* _Task details_: Everything before the line containing "Put a point on every instance of the black leather" is to be left out; repeat that line and all lines after it exactly, to the end of the data.

* _Data provided_:
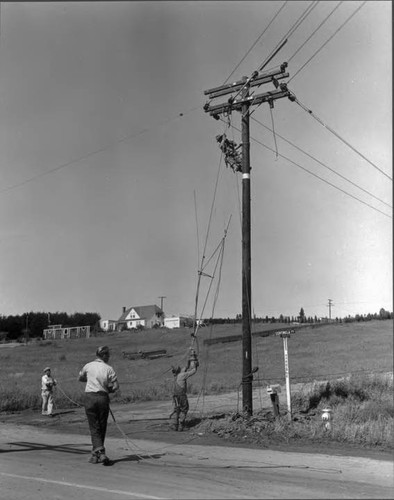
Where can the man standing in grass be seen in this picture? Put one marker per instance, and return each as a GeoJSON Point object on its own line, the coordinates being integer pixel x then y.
{"type": "Point", "coordinates": [181, 403]}
{"type": "Point", "coordinates": [101, 380]}
{"type": "Point", "coordinates": [47, 385]}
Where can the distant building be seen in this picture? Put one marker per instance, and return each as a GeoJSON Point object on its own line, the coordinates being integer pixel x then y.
{"type": "Point", "coordinates": [108, 325]}
{"type": "Point", "coordinates": [140, 316]}
{"type": "Point", "coordinates": [178, 322]}
{"type": "Point", "coordinates": [73, 332]}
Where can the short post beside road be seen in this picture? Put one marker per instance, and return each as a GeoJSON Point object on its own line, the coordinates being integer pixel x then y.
{"type": "Point", "coordinates": [285, 335]}
{"type": "Point", "coordinates": [273, 392]}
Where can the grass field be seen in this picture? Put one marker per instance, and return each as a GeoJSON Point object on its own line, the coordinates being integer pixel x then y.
{"type": "Point", "coordinates": [350, 366]}
{"type": "Point", "coordinates": [324, 353]}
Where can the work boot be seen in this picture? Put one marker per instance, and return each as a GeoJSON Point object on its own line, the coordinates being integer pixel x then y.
{"type": "Point", "coordinates": [94, 458]}
{"type": "Point", "coordinates": [103, 459]}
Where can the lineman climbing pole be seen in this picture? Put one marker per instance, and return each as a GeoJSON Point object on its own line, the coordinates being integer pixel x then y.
{"type": "Point", "coordinates": [242, 101]}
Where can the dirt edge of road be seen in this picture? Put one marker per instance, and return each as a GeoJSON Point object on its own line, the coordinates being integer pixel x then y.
{"type": "Point", "coordinates": [157, 428]}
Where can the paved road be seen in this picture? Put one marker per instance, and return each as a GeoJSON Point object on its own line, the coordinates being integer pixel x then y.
{"type": "Point", "coordinates": [42, 465]}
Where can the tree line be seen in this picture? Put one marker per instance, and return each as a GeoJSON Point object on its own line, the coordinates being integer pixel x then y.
{"type": "Point", "coordinates": [303, 318]}
{"type": "Point", "coordinates": [32, 324]}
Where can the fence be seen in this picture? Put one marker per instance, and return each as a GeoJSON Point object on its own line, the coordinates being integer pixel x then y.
{"type": "Point", "coordinates": [75, 332]}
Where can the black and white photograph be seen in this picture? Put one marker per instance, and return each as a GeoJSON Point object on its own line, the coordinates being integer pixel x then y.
{"type": "Point", "coordinates": [196, 249]}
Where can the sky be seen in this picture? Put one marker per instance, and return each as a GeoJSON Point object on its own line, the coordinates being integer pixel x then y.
{"type": "Point", "coordinates": [113, 191]}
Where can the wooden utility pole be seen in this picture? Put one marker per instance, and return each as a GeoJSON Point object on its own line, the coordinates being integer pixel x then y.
{"type": "Point", "coordinates": [330, 304]}
{"type": "Point", "coordinates": [241, 101]}
{"type": "Point", "coordinates": [161, 297]}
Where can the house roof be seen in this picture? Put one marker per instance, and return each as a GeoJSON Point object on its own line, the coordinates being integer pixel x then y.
{"type": "Point", "coordinates": [144, 312]}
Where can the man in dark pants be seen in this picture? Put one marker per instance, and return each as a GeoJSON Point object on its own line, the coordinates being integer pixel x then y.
{"type": "Point", "coordinates": [101, 380]}
{"type": "Point", "coordinates": [181, 403]}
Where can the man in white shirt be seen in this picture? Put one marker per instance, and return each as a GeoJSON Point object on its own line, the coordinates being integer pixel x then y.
{"type": "Point", "coordinates": [181, 403]}
{"type": "Point", "coordinates": [101, 380]}
{"type": "Point", "coordinates": [47, 385]}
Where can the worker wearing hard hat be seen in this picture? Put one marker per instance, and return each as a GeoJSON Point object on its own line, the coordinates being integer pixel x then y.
{"type": "Point", "coordinates": [101, 380]}
{"type": "Point", "coordinates": [181, 403]}
{"type": "Point", "coordinates": [47, 385]}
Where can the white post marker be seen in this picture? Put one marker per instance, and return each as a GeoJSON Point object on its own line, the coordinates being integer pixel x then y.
{"type": "Point", "coordinates": [285, 335]}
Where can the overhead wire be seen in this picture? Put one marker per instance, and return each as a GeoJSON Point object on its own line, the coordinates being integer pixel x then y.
{"type": "Point", "coordinates": [95, 152]}
{"type": "Point", "coordinates": [255, 43]}
{"type": "Point", "coordinates": [315, 31]}
{"type": "Point", "coordinates": [320, 178]}
{"type": "Point", "coordinates": [325, 43]}
{"type": "Point", "coordinates": [323, 164]}
{"type": "Point", "coordinates": [330, 129]}
{"type": "Point", "coordinates": [290, 32]}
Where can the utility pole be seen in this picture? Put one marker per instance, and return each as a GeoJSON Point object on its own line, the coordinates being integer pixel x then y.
{"type": "Point", "coordinates": [330, 304]}
{"type": "Point", "coordinates": [242, 101]}
{"type": "Point", "coordinates": [161, 297]}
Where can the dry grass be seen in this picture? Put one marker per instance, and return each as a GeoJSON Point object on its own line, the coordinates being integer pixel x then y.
{"type": "Point", "coordinates": [314, 354]}
{"type": "Point", "coordinates": [363, 414]}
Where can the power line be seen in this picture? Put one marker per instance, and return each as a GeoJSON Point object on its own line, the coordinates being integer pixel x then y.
{"type": "Point", "coordinates": [323, 164]}
{"type": "Point", "coordinates": [316, 30]}
{"type": "Point", "coordinates": [310, 112]}
{"type": "Point", "coordinates": [97, 151]}
{"type": "Point", "coordinates": [318, 177]}
{"type": "Point", "coordinates": [291, 31]}
{"type": "Point", "coordinates": [255, 43]}
{"type": "Point", "coordinates": [325, 43]}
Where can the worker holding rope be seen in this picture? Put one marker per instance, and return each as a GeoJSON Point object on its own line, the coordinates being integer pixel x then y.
{"type": "Point", "coordinates": [101, 380]}
{"type": "Point", "coordinates": [181, 403]}
{"type": "Point", "coordinates": [47, 385]}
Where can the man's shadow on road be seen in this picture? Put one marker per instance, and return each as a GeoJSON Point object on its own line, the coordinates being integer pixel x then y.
{"type": "Point", "coordinates": [137, 458]}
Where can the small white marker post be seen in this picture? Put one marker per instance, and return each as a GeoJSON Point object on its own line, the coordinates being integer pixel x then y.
{"type": "Point", "coordinates": [285, 335]}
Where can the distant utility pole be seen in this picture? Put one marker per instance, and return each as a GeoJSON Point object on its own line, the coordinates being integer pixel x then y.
{"type": "Point", "coordinates": [330, 304]}
{"type": "Point", "coordinates": [241, 101]}
{"type": "Point", "coordinates": [161, 297]}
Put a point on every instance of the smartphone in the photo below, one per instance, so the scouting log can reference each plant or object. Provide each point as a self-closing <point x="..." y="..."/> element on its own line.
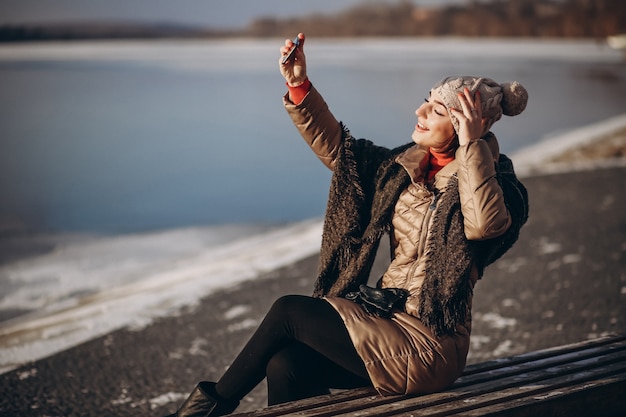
<point x="296" y="43"/>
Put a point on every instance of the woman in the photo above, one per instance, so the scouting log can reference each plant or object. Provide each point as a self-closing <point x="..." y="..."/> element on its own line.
<point x="451" y="205"/>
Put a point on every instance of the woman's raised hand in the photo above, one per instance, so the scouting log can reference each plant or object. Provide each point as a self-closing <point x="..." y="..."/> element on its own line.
<point x="471" y="122"/>
<point x="294" y="70"/>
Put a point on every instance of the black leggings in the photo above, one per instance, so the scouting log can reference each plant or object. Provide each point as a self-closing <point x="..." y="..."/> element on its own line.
<point x="302" y="347"/>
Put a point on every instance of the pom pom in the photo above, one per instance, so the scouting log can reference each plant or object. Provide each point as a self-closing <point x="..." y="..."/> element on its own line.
<point x="514" y="98"/>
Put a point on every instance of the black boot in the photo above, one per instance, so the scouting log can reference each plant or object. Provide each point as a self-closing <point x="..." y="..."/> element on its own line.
<point x="204" y="402"/>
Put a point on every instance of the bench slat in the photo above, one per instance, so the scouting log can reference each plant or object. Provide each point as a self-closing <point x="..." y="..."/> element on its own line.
<point x="602" y="397"/>
<point x="591" y="359"/>
<point x="452" y="401"/>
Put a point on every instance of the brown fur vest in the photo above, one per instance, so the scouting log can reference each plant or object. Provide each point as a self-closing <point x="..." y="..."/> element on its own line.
<point x="365" y="186"/>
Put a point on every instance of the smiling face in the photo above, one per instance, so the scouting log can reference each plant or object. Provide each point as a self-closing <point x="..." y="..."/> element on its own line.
<point x="434" y="128"/>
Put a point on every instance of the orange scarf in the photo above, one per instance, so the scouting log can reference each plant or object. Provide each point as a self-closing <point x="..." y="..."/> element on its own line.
<point x="436" y="161"/>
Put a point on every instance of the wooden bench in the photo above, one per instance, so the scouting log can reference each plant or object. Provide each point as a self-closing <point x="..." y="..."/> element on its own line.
<point x="582" y="379"/>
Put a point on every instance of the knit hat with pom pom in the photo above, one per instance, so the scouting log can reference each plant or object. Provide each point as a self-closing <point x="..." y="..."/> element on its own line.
<point x="496" y="99"/>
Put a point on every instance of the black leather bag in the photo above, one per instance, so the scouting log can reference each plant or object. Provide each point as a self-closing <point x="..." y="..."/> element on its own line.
<point x="379" y="301"/>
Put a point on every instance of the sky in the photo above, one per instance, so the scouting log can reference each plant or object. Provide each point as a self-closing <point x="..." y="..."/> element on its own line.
<point x="211" y="13"/>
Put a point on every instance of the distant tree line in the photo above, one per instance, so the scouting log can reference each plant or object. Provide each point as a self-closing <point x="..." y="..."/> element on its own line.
<point x="496" y="18"/>
<point x="486" y="18"/>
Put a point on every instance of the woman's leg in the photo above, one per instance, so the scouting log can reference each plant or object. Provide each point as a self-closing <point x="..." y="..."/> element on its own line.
<point x="298" y="372"/>
<point x="293" y="320"/>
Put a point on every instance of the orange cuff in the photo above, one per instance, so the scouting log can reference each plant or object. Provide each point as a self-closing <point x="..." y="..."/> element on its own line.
<point x="297" y="94"/>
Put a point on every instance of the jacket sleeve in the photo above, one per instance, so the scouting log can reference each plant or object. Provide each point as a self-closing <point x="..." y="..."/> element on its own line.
<point x="482" y="199"/>
<point x="317" y="126"/>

* _Exercise answer_:
Put a point on every instance of the black leather bag in the photo above, one per instance, so the scouting log can reference each plant or object. Provide each point as a self-closing <point x="..." y="..."/> element on its own line.
<point x="379" y="301"/>
Put a point on every instance of the sky in the photo above, one per instance, so the scouting log can reference each plant or object. Provide each point as a self-closing <point x="..." y="..."/> element on its own line.
<point x="211" y="13"/>
Put a point on every instance of the distant tree line in the photo above, one per instance, so the scouting log can reference each plant or object. Provide each point as a self-closing <point x="..." y="..."/> element on its own line.
<point x="496" y="18"/>
<point x="486" y="18"/>
Put a point on every instance of the woman's leg in the photo above, one per instance, so the scouting log can reference each plant or object. Provide each point as a self-closing <point x="..." y="..."/> element on its own line.
<point x="298" y="372"/>
<point x="293" y="320"/>
Put a point on every instance of the orange cuff in the photo above, one per instance, so the scouting log can reference each plant or object. Provide each point as a self-closing <point x="..." y="..."/> element on its own line.
<point x="297" y="94"/>
Put a point on every instance of the jacket sleeve in the photo above, one per instance, so the scouting log can reference each plant or object. Provide each point as a self-closing <point x="..." y="..."/> element on its own line.
<point x="482" y="199"/>
<point x="317" y="126"/>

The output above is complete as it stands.